* _Extract_:
┏━━

The pandemic’s lingering impact on GDP and primary energy consumption squeezes gas between growing renewables capacity and sticky cheaper coal.
Gas is often labelled a “bridge fuel” – a cleaner alternative to more carbon-heavy fossil fuels that serves to reduce emissions while easing the transition to renewables.
In our view, COVID-19 made the gas bridge shorter. In short, no other energy source holds the dual role of being both part of the problem, as well as the solution.
Peak oil still on schedule
We expect overall global oil demand for 2020 to decline by 8.1 million barrels per day, wiping out the past six years of growth.
While the global oil market will rebound considerably as the world economy ultimately recovers and lockdowns ease, the disruptions to both global oil demand and supply will persist far after the pandemic has ended, with considerable implications for the energy transition.
Many businesses and employees have expressed an intention to make remote working arrangements permanent, reducing real estate and commuting costs.
Business travel will be reduced for the foreseeable future as well, and the aviation sector faces a long, stubborn road to recovery. Ultimately, we anticipate that overall consumption will not return to pre-COVID-19 levels until late 2022.

┗━━

* _Material shown_:
┏━━

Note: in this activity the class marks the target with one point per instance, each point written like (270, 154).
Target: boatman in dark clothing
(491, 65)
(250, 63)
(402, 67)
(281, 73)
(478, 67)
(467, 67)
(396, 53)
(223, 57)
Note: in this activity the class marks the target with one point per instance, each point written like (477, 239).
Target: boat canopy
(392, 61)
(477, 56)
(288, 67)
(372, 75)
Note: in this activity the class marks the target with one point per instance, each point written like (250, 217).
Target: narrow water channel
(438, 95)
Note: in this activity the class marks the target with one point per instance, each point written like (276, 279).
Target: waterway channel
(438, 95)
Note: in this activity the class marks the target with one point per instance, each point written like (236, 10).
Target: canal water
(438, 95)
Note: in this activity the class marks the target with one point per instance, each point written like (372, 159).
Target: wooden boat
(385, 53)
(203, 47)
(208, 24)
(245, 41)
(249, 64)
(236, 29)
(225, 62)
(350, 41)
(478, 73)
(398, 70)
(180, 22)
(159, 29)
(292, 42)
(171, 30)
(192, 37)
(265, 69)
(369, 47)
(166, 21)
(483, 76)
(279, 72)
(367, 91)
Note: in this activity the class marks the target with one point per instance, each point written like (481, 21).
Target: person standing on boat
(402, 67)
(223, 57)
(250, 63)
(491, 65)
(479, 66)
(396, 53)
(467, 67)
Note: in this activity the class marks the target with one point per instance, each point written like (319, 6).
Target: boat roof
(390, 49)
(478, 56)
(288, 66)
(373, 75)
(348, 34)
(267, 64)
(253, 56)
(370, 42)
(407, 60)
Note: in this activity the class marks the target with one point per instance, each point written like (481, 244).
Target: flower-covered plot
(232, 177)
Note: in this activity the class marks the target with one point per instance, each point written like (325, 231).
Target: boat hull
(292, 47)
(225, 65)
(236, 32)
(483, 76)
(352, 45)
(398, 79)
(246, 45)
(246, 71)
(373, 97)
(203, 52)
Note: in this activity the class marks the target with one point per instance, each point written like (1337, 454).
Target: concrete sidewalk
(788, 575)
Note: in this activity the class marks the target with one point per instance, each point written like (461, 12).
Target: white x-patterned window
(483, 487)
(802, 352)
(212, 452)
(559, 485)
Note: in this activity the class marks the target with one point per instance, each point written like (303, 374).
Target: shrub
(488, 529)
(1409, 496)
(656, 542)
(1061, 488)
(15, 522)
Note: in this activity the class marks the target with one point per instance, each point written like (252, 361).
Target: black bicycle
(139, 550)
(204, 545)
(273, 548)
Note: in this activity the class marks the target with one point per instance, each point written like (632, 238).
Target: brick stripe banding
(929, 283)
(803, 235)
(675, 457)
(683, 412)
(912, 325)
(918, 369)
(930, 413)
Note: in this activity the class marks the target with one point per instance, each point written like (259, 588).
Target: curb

┗━━

* _To do_:
a. In the energy passage, how much do the authors expect global oil demand to fall in 2020?
b. Rewrite the energy passage between "The pandemic’s lingering" and "as the solution.", inclusive, swapping "renewables" for "solar and wind".
c. Carry the energy passage on from its last sentence.
The listing has no connection to the energy passage.

* _Expected results_:
a. By 8.1 million barrels per day.

b.
The pandemic’s lingering impact on GDP and primary energy consumption squeezes gas between growing solar and wind capacity and sticky cheaper coal.
Gas is often labelled a “bridge fuel” – a cleaner alternative to more carbon-heavy fossil fuels that serves to reduce emissions while easing the transition to solar and wind.
In our view, COVID-19 made the gas bridge shorter. In short, no other energy source holds the dual role of being both part of the problem, as well as the solution.

c.
Despite this, the decline witnessed in 2020 is not meaningful enough to substantially alter the timing of peak oil demand nor to align oil sector CO2 emissions with a 2°C warming target.
Indeed, we still expect 75% of this year’s decline in oil demand to return in 2021 – partly due to cheaper oil prices dampening appetite for electric vehicles.
Only in a pessimistic scenario for demand, could the ramifications of the pandemic bring peak oil forward significantly.
In a sensitivity analysis conducted to determine the most severe effect COVID-19 could have on demand, Platts Analytics assumed that remote working becomes the status quo following the pandemic.
A similarly severe reduction in aviation demand was adopted, implying that the world will only approach pre-pandemic levels of air travel by 2030 (as opposed to our baseline assumption of 2024).
This scenario also assumes reshoring of supply chains away from countries where oil use is high in the industrial sector, specifically China, Saudi Arabia, and Mexico. Together with other factors, these modelled trends point to a world that could see peak oil demand as early as 2025, instead of 2040 as otherwise estimated.
Gas sees its bridging role reduced
The long-term outlook for global natural gas demand remains stronger than other fossil fuels, with continued growth over the owing largely to continued industrial demand in Asia and the Middle East.
In Europe, however, the growth is essentially over. The Green Deal, which aims to achieve net zero carbon emissions by 2050, limits the long-term growth potential of natural gas, while the European Green Taxonomy effectively excludes unabated gas.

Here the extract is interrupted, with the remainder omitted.